[What the task asks]
Although the data below holds other lines too, output only those from the line with "positive clicks: (27, 4)" up to and including the line with "positive clicks: (175, 27) (251, 9) (241, 8)", exactly as they appear.

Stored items

>>>

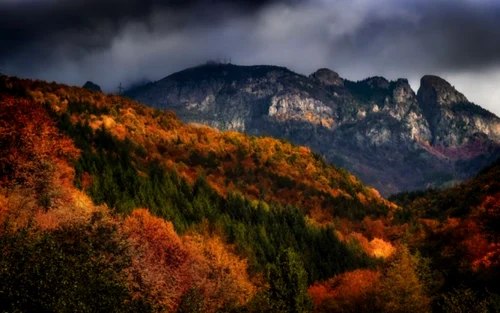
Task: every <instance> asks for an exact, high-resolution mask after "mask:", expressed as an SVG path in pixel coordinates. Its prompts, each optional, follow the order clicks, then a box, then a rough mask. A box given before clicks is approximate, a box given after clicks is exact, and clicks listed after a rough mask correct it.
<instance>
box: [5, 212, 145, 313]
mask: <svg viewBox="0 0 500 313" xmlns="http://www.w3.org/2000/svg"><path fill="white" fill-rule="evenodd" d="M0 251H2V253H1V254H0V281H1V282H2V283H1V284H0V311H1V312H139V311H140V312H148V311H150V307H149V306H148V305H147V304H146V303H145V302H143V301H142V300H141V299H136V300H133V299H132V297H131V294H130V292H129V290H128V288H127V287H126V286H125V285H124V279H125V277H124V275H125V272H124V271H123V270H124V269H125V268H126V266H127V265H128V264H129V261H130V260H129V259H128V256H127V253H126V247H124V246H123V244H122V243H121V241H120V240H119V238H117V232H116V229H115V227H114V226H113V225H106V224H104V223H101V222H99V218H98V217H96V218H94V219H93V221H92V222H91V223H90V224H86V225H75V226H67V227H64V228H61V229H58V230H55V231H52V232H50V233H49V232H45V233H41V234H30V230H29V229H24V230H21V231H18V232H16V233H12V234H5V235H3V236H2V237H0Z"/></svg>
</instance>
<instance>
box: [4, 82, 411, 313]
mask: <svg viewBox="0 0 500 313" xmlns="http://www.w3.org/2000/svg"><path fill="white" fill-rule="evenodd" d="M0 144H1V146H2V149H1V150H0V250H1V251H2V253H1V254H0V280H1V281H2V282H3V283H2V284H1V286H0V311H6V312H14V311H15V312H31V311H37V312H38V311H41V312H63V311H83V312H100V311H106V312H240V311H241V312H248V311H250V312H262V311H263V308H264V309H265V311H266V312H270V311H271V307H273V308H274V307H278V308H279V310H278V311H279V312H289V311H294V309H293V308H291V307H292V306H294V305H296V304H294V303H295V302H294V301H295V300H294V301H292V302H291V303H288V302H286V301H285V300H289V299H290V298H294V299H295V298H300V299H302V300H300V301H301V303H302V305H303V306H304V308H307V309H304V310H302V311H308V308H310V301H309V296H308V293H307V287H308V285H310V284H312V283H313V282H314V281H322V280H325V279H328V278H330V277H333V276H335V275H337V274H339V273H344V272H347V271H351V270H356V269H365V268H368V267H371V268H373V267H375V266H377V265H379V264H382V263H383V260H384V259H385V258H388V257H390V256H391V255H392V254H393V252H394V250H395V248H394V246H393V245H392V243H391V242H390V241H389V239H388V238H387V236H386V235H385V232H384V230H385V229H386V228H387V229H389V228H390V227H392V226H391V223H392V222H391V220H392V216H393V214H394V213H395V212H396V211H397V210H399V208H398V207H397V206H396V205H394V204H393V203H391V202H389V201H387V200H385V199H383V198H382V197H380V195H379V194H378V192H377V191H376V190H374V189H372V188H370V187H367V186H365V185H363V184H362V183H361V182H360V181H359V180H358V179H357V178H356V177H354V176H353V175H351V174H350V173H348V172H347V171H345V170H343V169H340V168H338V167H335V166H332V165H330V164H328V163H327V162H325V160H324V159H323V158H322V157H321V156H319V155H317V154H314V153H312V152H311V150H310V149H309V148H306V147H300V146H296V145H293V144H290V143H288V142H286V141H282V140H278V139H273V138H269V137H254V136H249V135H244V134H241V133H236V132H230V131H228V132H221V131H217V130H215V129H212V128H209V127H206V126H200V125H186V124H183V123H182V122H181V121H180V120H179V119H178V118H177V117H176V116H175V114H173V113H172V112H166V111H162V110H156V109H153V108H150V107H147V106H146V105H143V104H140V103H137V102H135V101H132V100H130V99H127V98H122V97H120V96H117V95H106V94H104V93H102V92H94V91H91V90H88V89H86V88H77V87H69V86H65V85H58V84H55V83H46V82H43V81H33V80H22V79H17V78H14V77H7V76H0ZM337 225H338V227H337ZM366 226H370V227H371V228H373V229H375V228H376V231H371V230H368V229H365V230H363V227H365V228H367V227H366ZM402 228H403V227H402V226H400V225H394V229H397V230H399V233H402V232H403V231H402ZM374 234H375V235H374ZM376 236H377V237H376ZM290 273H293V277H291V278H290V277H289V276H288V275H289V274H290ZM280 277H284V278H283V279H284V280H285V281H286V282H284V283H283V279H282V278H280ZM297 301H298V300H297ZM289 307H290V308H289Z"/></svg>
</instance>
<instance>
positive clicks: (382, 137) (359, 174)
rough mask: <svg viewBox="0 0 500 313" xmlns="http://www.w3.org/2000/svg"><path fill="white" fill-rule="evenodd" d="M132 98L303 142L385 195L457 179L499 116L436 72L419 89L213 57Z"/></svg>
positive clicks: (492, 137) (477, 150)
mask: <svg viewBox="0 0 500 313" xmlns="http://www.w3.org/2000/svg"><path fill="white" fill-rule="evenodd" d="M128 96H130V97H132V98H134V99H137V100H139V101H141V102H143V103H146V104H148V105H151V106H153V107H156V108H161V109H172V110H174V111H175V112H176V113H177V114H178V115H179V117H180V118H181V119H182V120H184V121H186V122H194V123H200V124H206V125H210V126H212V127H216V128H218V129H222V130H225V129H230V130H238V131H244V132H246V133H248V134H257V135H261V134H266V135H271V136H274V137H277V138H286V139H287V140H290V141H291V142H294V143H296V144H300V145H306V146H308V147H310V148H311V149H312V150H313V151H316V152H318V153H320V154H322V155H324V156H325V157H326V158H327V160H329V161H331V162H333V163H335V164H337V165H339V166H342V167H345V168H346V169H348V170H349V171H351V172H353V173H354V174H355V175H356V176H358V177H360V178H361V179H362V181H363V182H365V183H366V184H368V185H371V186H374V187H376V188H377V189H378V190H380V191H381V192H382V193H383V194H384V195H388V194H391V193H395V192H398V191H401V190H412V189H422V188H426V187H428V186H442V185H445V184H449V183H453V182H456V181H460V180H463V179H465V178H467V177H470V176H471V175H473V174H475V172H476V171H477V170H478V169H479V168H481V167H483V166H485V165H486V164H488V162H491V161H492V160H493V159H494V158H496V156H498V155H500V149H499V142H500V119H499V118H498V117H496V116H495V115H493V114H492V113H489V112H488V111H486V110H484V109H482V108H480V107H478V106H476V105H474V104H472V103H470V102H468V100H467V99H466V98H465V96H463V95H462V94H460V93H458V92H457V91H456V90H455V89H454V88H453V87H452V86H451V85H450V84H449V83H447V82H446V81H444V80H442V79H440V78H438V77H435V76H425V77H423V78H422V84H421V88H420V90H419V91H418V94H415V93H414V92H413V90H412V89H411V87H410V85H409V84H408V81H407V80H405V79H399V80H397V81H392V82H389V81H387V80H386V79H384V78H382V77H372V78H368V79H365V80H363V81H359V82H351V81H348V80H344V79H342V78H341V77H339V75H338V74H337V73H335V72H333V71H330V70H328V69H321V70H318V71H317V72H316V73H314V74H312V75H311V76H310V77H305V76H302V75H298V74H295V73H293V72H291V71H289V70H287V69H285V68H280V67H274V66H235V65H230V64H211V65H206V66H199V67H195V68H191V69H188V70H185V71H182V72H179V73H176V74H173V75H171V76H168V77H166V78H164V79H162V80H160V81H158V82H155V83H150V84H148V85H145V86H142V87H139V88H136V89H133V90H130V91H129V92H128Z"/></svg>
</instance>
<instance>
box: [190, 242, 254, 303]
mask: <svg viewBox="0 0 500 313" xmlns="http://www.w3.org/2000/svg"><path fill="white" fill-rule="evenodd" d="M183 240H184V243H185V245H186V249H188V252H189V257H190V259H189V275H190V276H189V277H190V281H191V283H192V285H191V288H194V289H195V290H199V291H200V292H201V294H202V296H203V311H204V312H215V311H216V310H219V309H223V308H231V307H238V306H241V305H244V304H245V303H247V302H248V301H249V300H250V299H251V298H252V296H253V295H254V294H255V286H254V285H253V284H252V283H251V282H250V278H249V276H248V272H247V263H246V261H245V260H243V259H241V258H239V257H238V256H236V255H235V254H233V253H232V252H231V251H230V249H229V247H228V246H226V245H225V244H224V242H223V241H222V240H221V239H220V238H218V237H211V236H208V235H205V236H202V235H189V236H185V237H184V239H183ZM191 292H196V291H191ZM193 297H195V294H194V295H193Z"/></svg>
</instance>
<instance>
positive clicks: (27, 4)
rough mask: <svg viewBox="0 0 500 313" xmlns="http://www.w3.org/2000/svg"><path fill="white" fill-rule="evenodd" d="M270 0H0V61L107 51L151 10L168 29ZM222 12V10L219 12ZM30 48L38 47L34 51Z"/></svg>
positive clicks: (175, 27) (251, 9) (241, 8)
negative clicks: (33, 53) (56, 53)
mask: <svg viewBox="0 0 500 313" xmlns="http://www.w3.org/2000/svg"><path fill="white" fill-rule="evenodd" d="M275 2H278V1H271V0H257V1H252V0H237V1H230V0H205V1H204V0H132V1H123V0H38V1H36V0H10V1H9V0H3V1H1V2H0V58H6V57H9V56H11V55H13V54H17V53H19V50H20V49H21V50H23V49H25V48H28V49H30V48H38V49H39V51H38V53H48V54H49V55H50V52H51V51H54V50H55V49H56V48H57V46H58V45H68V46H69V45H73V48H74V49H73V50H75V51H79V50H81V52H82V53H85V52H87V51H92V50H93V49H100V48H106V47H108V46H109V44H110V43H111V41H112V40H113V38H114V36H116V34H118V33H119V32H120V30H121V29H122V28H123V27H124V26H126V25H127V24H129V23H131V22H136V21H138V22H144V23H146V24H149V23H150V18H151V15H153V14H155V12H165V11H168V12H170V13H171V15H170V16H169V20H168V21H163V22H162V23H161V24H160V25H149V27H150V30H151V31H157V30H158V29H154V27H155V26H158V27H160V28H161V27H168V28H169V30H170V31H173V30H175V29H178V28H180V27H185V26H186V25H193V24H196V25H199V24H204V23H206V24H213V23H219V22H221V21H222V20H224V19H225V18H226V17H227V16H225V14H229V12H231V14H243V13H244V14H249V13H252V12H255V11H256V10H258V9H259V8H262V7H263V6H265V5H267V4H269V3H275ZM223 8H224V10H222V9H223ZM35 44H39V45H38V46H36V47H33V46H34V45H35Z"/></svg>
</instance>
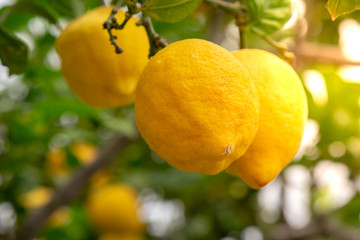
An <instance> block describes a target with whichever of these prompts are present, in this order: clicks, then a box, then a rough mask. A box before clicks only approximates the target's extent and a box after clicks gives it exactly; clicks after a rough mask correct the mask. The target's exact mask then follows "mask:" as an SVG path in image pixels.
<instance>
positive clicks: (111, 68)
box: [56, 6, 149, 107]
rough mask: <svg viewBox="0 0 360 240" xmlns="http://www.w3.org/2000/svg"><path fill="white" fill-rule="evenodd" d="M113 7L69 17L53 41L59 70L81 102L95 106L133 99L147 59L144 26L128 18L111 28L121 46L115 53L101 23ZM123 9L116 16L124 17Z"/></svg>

<<<

[Response to the task]
positive clicks: (27, 4)
rough mask: <svg viewBox="0 0 500 313" xmlns="http://www.w3.org/2000/svg"><path fill="white" fill-rule="evenodd" d="M270 0H0V61L107 51L151 10L168 29ZM222 12V10L219 12ZM30 48L38 47L34 51Z"/></svg>
positive clicks: (175, 27) (251, 9) (241, 8)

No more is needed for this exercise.